» Document:

# Hello!



## Halloween is my xmas (Oct 9, 2011)

Hey everyone!

I wish I had found this forum weeks ago! I have never made props before and this forum has been an inspiration. So far I have made a Pumpkinrot inspired scarecrow, made some tombstones, and am currently working on a groundbreaker corpse. I love seeing all of your photos and am happy to have a place to come for information and inspiration!!


----------



## Pumpkin5 (Aug 8, 2010)

:jol: Welcome to the forum! This is the best place in the world for all of us Halloweenheads! How about posting some pictures of your props in the showroom? I love Pumpkinrot and would like to see your version.


----------



## Frighteners Entertainment (Jan 24, 2006)

welcome


----------



## Hauntiholik (May 17, 2006)

Welcome to the forum!


----------



## Monk (Aug 26, 2008)

welcome


----------



## ouizul1 (May 22, 2010)

Welcome to the herd! And yes, yes...post some pics! I like seeing new takes on old things as much as seeing new things.


----------



## hedg12 (Jul 6, 2008)

Welcome!


----------



## bfrd22 (Sep 30, 2011)

» Supplied entries:
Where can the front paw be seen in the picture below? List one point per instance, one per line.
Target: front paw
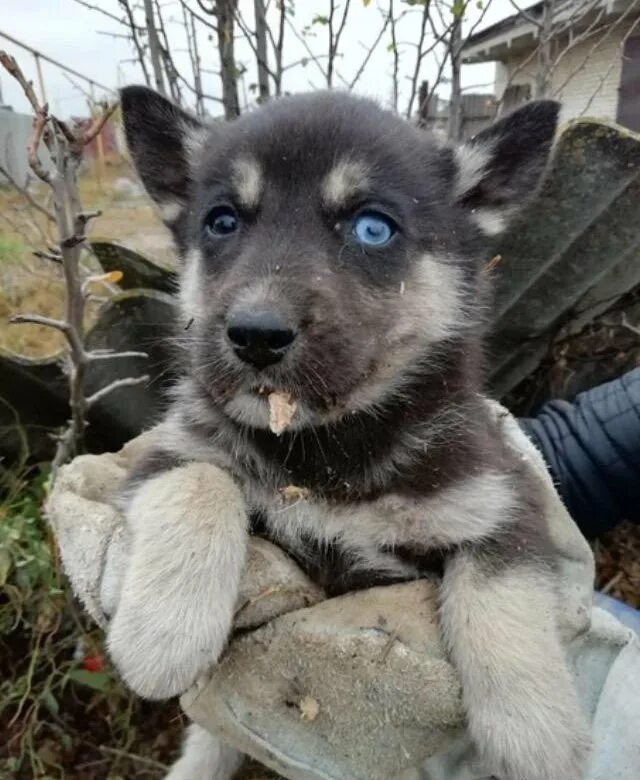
(531, 745)
(160, 654)
(181, 584)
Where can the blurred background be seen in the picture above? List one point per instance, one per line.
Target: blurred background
(567, 278)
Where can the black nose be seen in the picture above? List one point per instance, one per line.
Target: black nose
(260, 338)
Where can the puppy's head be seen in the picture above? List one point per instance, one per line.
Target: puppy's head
(329, 249)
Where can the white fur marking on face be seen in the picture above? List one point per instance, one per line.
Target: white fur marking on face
(346, 179)
(247, 180)
(491, 222)
(433, 310)
(192, 303)
(472, 163)
(169, 211)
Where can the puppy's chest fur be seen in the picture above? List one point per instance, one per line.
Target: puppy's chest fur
(346, 534)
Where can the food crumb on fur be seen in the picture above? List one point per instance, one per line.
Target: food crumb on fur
(281, 410)
(294, 493)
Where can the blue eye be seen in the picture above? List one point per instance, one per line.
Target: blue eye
(222, 221)
(373, 229)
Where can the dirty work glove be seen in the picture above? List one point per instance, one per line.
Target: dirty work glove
(357, 687)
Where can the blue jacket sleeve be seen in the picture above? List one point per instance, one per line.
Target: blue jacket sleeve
(592, 449)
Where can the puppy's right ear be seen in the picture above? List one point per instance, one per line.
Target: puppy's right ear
(162, 140)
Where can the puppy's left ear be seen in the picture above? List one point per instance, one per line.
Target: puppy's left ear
(498, 170)
(163, 140)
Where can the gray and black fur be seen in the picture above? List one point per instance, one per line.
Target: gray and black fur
(400, 461)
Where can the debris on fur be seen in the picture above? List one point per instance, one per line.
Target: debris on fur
(282, 407)
(309, 708)
(292, 493)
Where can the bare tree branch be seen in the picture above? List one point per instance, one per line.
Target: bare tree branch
(39, 123)
(112, 355)
(154, 46)
(419, 57)
(372, 48)
(614, 25)
(612, 64)
(115, 385)
(135, 35)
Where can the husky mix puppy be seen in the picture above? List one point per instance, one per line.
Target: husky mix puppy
(332, 255)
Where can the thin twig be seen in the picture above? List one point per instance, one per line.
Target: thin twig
(97, 124)
(37, 319)
(371, 49)
(107, 355)
(104, 391)
(11, 66)
(39, 123)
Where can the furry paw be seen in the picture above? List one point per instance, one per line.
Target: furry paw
(531, 745)
(180, 588)
(204, 757)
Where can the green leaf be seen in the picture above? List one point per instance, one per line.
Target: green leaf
(51, 703)
(99, 681)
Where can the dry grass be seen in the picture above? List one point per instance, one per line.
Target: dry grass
(33, 286)
(618, 563)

» Set exercise 1: For each statement below, decide whether the Halloween forum thread supports it. Answer yes or no, and quote the deciding words of the thread exactly. (a) The first poster had made props before finding the forum. (b) The first poster is currently working on a groundbreaker corpse. (c) Pumpkin5 suggests posting pictures of the props in the showroom.
» Set exercise 2: Carry on the Halloween forum thread from its last line.

» Written answer 1:
(a) No: "I have never made props before"
(b) Yes: "am currently working on a groundbreaker corpse"
(c) Yes: "How about posting some pictures of your props in the showroom?"

» Written answer 2:
Welcome


----------



## Spooky1 (Aug 25, 2008)

Welcome to the forum.


----------



## The Halloween Lady (Aug 18, 2010)




----------



## CreeepyCathy (Mar 28, 2009)

hey & welcome.


----------



## Lunatic (Oct 3, 2006)

Welcome to Haunt Forum!


----------



## Evil Queen (Mar 8, 2008)




----------



## MrGrimm (May 19, 2009)

Hey! Welcome to the forums!


----------



## Death's Door (Mar 22, 2006)

Hello and welcome to the forum!!!!


----------



## Halloween is my xmas (Oct 9, 2011)

Thanks for the welcome!!! Will be posting pics soon.


----------



## stick (Jan 21, 2009)

Hello and welcome


----------



## SPOOKY J (Nov 20, 2009)

Hello and Welcome!


----------



## scareme (Aug 29, 2006)

Hi and welcome to the forum.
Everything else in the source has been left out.